>> start INPUT ROWS
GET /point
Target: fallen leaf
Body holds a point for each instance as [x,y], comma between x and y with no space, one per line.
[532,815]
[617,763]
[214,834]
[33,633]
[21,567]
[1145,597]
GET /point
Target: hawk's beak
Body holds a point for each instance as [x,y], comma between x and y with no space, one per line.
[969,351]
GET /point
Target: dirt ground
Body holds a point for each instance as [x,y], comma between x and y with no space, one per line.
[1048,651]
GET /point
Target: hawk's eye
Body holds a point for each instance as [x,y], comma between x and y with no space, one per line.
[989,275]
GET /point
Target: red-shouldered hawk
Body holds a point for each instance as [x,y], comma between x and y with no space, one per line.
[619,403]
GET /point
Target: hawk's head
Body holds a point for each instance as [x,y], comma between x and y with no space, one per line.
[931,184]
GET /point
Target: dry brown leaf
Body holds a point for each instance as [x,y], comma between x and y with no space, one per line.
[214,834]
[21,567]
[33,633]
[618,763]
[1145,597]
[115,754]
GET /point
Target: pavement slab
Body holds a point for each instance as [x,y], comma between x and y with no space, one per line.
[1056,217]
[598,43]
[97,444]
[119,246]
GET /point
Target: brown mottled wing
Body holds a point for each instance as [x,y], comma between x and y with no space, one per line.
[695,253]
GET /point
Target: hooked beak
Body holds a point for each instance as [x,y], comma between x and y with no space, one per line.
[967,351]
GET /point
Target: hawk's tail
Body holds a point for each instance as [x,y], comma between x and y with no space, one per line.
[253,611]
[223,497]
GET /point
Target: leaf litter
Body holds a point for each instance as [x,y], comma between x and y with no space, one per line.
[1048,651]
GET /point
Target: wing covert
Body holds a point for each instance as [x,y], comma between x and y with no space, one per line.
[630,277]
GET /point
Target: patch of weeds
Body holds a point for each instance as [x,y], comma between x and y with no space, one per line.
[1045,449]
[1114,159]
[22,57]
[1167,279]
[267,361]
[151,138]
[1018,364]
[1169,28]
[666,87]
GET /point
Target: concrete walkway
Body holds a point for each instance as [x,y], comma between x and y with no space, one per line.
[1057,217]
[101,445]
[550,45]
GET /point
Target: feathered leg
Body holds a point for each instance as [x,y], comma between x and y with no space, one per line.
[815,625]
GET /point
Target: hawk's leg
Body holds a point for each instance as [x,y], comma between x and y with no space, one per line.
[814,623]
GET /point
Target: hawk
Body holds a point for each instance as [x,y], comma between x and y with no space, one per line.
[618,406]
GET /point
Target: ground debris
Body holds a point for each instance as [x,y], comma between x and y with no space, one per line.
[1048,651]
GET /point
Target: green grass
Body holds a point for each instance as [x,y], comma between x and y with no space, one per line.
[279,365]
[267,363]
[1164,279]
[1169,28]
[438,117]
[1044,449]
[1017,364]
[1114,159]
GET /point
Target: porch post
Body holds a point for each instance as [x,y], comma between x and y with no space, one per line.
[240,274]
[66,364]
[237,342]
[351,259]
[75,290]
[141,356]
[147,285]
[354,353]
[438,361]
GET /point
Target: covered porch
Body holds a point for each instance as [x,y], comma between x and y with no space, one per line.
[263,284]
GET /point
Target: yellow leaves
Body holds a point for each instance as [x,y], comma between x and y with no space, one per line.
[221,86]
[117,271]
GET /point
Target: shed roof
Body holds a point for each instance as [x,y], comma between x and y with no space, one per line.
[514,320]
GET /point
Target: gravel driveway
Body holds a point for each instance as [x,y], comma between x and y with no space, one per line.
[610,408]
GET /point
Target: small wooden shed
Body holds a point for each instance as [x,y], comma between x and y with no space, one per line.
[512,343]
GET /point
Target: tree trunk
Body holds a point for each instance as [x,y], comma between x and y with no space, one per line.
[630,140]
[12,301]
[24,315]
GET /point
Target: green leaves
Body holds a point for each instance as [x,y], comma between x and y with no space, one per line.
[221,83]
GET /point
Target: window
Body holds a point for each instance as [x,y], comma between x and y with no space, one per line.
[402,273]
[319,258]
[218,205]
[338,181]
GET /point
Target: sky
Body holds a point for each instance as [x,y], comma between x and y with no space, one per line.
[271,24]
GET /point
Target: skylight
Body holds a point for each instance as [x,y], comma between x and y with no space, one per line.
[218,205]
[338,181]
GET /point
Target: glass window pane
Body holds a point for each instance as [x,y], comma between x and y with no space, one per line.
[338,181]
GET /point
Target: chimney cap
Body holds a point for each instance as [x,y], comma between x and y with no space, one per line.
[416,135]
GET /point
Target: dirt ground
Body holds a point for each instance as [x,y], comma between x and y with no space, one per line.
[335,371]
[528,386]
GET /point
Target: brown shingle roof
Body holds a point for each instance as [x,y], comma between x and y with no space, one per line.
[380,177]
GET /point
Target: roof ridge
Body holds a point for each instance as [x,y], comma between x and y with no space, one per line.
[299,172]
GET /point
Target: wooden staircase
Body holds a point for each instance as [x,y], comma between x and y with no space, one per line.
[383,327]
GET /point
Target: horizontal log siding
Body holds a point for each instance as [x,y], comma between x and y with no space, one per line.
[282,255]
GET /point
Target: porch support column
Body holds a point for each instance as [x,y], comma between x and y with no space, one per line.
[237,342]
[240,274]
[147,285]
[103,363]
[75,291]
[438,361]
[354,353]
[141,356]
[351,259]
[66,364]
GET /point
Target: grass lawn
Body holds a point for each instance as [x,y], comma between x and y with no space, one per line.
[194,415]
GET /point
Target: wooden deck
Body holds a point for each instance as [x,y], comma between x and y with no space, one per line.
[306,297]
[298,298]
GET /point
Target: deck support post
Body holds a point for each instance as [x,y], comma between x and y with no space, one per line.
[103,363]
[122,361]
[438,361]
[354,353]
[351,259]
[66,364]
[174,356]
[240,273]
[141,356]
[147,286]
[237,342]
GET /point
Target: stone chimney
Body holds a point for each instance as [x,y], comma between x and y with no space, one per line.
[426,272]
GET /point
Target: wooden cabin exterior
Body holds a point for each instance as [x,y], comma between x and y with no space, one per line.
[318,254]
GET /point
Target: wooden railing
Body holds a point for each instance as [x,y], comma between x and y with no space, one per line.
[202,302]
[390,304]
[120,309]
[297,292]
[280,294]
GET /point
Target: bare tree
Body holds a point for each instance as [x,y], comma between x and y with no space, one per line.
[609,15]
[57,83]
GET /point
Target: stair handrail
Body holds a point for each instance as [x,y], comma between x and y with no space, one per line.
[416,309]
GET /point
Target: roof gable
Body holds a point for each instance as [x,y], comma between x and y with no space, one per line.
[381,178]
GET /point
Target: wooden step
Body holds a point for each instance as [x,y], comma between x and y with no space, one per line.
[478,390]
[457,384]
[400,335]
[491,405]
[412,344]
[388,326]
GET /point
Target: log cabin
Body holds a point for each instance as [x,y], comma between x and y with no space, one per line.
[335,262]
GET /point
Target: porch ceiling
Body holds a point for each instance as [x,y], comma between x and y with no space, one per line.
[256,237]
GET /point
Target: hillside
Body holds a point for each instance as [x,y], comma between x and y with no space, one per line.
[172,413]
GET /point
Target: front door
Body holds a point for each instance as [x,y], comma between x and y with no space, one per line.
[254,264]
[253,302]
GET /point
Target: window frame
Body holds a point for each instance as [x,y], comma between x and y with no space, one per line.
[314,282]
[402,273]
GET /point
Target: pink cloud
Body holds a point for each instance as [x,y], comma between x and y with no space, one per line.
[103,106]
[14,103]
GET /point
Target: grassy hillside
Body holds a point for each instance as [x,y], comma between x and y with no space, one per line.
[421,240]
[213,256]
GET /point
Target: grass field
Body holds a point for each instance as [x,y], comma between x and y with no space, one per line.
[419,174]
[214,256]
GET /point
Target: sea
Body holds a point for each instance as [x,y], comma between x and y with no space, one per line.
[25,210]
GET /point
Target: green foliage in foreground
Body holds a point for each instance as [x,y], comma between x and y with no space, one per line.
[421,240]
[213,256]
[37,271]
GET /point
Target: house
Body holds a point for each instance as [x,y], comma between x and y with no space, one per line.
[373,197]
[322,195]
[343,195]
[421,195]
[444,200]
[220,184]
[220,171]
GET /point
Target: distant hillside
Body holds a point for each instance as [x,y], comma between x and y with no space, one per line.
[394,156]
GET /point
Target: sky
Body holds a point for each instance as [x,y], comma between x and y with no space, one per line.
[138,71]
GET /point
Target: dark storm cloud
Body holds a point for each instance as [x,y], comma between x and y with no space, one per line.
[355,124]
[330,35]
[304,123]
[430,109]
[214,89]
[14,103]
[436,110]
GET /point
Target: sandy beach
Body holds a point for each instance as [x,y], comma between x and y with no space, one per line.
>> end INPUT ROWS
WHAT THE TASK REQUIRES
Please return every line of the entries above that contains the string "roof".

RESULT FOR THIS TASK
Target: shed roof
Target: brown shingle roof
Target: roof ridge
Target: roof gable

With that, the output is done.